Faz escuro, mas eu canto
A meritocracia está internalizada na visão dos acontecimentos, em nosso tempo. A ginasta brasileira Rebeca Andrade, nas Olimpíadas de Tóquio, na entrevista coletiva de praxe ouviu a seguinte pergunta: “O que faltou para alcançar o ouro?”. Foi abordada como perdedora por um jornalista e, apesar da medalha de prata pendurada no peito, perscrutada sobre as supostas falhas demeritórias que a alijaram do topo no pódio. Respondeu, com altivez, que nada havia dado errado e que se sentia feliz. Essa menina, afrodescendente, disse no passarán aos que separam o mundo em “ganhadores” e “perdedores”. E recordou a brutal injustiça de um Sistema em que a igualdade de oportunidades é, moralmente, indispensável para balancear mazelas e misérias que sempre transformam atletas em novos heróis.

──────

• **Usando as informações**
(a) No texto sobre a meritocracia, que medalha Rebeca Andrade trazia pendurada no peito na entrevista coletiva?
(b) Prossiga com o texto sobre a meritocracia a partir do ponto em que ele termina.

──────

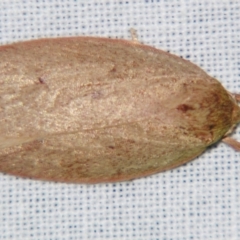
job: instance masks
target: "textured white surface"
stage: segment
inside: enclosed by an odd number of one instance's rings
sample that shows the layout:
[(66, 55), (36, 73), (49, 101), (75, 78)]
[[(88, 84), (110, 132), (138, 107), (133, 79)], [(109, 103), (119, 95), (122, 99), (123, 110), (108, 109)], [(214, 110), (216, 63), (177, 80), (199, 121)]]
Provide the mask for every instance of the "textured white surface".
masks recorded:
[[(188, 58), (240, 92), (239, 0), (0, 1), (0, 43), (93, 35), (130, 38)], [(240, 140), (240, 128), (234, 137)], [(240, 153), (220, 143), (195, 161), (116, 184), (0, 174), (0, 240), (240, 239)]]

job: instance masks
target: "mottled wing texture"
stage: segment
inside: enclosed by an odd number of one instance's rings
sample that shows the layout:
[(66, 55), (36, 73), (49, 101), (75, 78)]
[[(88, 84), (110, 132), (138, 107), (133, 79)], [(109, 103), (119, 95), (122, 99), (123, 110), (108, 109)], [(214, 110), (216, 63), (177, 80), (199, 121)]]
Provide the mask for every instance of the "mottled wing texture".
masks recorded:
[(189, 61), (103, 38), (0, 47), (0, 171), (61, 182), (172, 169), (239, 121), (234, 99)]

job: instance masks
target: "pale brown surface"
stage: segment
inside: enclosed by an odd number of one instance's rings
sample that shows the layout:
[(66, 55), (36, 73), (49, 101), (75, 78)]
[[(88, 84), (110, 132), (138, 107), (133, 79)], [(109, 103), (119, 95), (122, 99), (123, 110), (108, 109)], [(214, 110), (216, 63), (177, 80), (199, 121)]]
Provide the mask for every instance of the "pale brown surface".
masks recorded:
[(100, 38), (0, 47), (0, 170), (62, 182), (128, 180), (201, 154), (240, 121), (189, 61)]

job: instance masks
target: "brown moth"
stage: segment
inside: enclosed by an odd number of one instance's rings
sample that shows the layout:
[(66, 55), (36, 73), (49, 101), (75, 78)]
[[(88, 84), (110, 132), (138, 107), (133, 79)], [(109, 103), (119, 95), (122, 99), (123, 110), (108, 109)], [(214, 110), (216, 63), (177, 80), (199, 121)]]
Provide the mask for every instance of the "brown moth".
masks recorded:
[(134, 41), (41, 39), (0, 47), (0, 171), (97, 183), (172, 169), (240, 122), (196, 65)]

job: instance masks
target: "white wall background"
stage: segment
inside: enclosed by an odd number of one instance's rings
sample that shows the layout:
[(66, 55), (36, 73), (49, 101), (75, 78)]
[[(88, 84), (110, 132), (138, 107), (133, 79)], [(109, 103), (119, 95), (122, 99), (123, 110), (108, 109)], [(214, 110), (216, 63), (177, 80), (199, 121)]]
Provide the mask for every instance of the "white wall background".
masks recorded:
[[(129, 39), (188, 58), (240, 92), (239, 0), (1, 0), (0, 43)], [(240, 128), (234, 134), (240, 140)], [(220, 143), (172, 171), (115, 184), (0, 174), (0, 240), (238, 240), (240, 153)]]

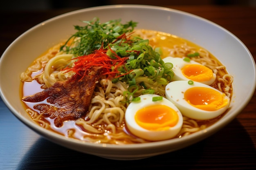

──────

• **Respostas por tarefa**
(a) A medalha de prata.

(b)
A felicidade anda ao largo das benesses de conforto e distinção. Pressupõe o acesso a uma vida digna e à cultura geral. Não se trata de possuir na garagem carros de luxo e proventos nababescos, senão de inserir-se numa ordem social que assegure efetivo reconhecimento por aquilo que formos capazes de alcançar e usufruir, à revelia das circunstâncias fortuitas de berço ou posto na sociedade. Eis, aqui, descortinado o horizonte utópico da humanidade, uma vez suplantada a divisão social do trabalho, e o trabalho deixar de ser um sacrifício à subsistência para configurar-se em suporte vital ao desenvolvimento dos indivíduos. Para romper os grilhões da estética da miserabilidade é preciso libertarmo-nos dos ideais meritocráticos do darwinismo socioeconômico. Na síntese de Karl Marx (Crítica do Programa de Gotha, 1875): “De cada qual, segundo sua capacidade; a cada qual, segundo suas necessidades”. A isso poderemos chamar Democracia. Sim, com maiúscula.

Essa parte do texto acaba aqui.